● INPUT FOR THIS TASK:
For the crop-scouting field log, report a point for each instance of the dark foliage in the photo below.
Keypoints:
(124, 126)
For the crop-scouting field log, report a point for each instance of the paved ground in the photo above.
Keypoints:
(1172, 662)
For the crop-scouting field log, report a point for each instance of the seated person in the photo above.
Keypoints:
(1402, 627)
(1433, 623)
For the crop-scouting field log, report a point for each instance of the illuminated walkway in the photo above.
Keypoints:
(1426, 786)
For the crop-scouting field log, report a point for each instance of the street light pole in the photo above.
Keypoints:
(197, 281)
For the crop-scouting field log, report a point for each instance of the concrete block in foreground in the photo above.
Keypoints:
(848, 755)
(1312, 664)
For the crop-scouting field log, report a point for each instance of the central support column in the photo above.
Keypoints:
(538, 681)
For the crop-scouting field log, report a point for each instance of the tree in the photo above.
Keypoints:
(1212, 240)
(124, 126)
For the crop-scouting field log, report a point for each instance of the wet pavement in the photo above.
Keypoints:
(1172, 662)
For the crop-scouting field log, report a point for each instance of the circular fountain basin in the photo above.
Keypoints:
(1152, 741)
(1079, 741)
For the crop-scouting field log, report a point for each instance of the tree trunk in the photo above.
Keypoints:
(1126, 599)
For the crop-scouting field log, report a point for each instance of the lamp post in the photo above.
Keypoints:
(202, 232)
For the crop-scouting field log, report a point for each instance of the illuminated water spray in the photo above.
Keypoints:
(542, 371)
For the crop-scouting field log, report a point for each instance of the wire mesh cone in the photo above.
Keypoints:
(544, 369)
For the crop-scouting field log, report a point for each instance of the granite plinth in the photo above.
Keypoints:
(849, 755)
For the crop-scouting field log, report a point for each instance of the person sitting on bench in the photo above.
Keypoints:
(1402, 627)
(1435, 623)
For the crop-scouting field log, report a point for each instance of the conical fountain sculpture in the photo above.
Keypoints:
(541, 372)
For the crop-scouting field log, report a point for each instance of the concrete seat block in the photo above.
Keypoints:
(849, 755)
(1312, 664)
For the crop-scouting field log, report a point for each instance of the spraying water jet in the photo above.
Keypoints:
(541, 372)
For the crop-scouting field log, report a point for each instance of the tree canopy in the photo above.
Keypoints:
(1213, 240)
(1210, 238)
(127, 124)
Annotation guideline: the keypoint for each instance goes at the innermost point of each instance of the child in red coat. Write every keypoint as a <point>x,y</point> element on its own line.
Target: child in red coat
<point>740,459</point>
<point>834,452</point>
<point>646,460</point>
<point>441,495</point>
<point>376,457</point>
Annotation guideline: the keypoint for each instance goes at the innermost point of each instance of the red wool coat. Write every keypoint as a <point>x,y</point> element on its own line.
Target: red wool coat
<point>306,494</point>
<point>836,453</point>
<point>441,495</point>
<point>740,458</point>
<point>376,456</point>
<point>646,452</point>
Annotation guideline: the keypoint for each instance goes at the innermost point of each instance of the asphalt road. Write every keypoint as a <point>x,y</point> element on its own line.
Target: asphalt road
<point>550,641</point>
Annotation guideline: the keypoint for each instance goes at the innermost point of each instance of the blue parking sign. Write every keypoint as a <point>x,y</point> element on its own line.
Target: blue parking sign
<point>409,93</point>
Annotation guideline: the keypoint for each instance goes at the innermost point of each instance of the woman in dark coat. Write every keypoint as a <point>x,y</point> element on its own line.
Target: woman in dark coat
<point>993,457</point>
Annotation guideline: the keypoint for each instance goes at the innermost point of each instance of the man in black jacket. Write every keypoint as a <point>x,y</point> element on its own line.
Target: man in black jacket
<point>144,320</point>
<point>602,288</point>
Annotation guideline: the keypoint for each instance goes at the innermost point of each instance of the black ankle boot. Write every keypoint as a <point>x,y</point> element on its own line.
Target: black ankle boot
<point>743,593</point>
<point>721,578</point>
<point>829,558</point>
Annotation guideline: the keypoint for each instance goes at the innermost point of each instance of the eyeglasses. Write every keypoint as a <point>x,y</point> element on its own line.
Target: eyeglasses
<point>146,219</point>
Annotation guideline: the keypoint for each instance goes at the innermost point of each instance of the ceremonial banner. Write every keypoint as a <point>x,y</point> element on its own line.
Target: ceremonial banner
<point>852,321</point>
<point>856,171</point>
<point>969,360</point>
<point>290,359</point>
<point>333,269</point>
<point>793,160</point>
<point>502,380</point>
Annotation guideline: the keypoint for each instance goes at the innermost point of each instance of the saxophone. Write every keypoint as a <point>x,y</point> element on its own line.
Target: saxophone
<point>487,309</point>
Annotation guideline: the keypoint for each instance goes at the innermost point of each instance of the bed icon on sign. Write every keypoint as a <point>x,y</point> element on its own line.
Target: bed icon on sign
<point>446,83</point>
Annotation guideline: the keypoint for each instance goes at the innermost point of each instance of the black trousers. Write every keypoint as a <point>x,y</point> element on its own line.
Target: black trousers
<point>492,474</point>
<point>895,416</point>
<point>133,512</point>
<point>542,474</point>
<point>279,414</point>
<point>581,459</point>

● GOAL: Please reproduce all of the rows above verbatim, without changing a single character.

● TASK SOLUTION:
For the crop-scouting field log, report a point for each instance of the dark foliage in the photo below.
Keypoints:
(124, 126)
For the crop-scouting field log, report a point for each instance of the paved ground in the photo above.
Keypoints:
(1172, 662)
For the crop-scouting field log, report a point for each instance of the seated person in the photo above.
Keypoints:
(1402, 627)
(1433, 623)
For the crop-scouting field log, report a point for each instance of the illuminated walkway in the photo above.
Keypoints:
(1426, 786)
For the crop-scouting field log, report a point for each instance of the street light pole in the photo above.
Keypoints:
(197, 281)
For the crop-scouting field log, report a point for each instance of the concrete block in foreground in the photo above.
Keypoints:
(848, 755)
(1312, 664)
For the crop-scouting field log, report a point for each instance of the central support column in the photo above.
Keypoints:
(538, 681)
For the crop-scouting field log, report a point for each instance of the tree in the photo above.
Keypoints:
(1212, 240)
(124, 126)
For the crop-scouting field log, report a point for each instance of the wet pavement in the photo above.
Keypoints:
(1172, 662)
For the crop-scouting field log, report a point for each instance of the circular fountain basin in the photo above.
Keypoints:
(1152, 741)
(1079, 741)
For the crop-scouting field log, report a point for each instance of the tree trunk in the photo above.
Keypoints:
(1126, 599)
For the crop-scouting field log, report a point for each instance of the lamp post in the photo above.
Keypoints:
(202, 232)
For the crop-scouting field log, report a point for each instance of the illuminated water spray in the photo above.
Keypoints:
(542, 371)
For the crop-scouting field log, report a point for each instance of the wire mesh cone in the photo above.
Keypoints:
(544, 369)
For the crop-scouting field log, report a point for each instance of the granite plinth in the photo above.
Keypoints:
(849, 755)
For the crop-scouting field log, report a point for each instance of the person sitting on bench in the photo above.
Keypoints:
(1402, 627)
(1435, 623)
For the crop-scouting field log, report a point for each instance of the conical fountain sculpture in the photo above.
Keypoints:
(541, 372)
For the crop-scouting field log, report a point for each instance of the concrete seat block in the photo above.
Keypoints:
(849, 755)
(1312, 664)
For the crop-scouting field log, report a point for each instance of the spraying water jet in the photo above.
Keypoints:
(541, 372)
For the crop-scouting field log, report a point for each instance of the tree canopy in the photo above.
Keypoints:
(1213, 240)
(1210, 238)
(127, 124)
Annotation guideline: the keypoint for each instance goes at the innermost point of each instance of the child in red coat. Write every keypoint as a <point>x,y</point> element on its own line.
Target: child in red coat
<point>740,459</point>
<point>834,452</point>
<point>646,460</point>
<point>441,495</point>
<point>376,457</point>
Annotation guideline: the keypoint for each instance goes at the innermost point of each instance of the red wool coat. Write every keypoint as a <point>x,y</point> element on its own line.
Target: red wool coat
<point>306,494</point>
<point>836,453</point>
<point>441,495</point>
<point>740,458</point>
<point>376,456</point>
<point>646,452</point>
Annotation guideline: the keypoint for each instance goes at the innermost point of each instance of the asphalt road. Write every keypoint as a <point>x,y</point> element on its own line.
Target: asphalt road
<point>550,641</point>
Annotation guideline: the keypoint for each instance goes at the innermost point of each instance of the blue parking sign. Write every keypoint as a <point>x,y</point> element on its own line.
Target: blue parking sign
<point>409,93</point>
Annotation guideline: the keypoint for each instance goes at the innermost point of each instance of the woman in dark coat. Write every keypoint as a <point>x,y</point> element on its own line.
Target: woman in dark coat
<point>993,457</point>
Annotation guideline: the keypoint for each instance goes at the innermost point of each instance of the man in black jacket. Write every keypoint as a <point>x,y</point> element on its own line.
Target: man in black jacket
<point>144,320</point>
<point>602,288</point>
Annotation guideline: the keypoint for each instance goes at the innermost point of each instance of the black ankle boot. Write every keypoint as a <point>x,y</point> element on its own line.
Target: black ankle boot
<point>743,593</point>
<point>721,578</point>
<point>829,558</point>
Annotation guideline: the keypoint for each instance goes at the innermost point of each instance of the eyeglasses. Write every keypoint as a <point>x,y</point> element on its own line.
Target: eyeglasses
<point>146,219</point>
Annotation guideline: the keypoint for each instance goes at the innermost point of each instance of the ceremonial banner. Write every keypoint as a <point>x,y</point> element on its own line.
Target: ceremonial banner
<point>852,321</point>
<point>856,171</point>
<point>969,360</point>
<point>290,359</point>
<point>333,269</point>
<point>793,160</point>
<point>502,380</point>
Annotation guideline: the keypoint for each instance goes at the innermost point of each instance of the saxophone. Write every keypoint as a <point>x,y</point> element on its own line.
Target: saxophone
<point>487,309</point>
Annotation guideline: the keypoint for each instance goes at the innermost point of each instance of the bed icon on sign. Write every keypoint as a <point>x,y</point> element on its own line.
Target: bed icon on sign
<point>446,83</point>
Annotation guideline: the keypoint for each instance goes at the innermost point of each instance of the black trousers. Write every keypoint as a <point>x,y</point> element on its own line.
Target: black trousers
<point>492,474</point>
<point>895,416</point>
<point>133,512</point>
<point>542,474</point>
<point>279,414</point>
<point>581,459</point>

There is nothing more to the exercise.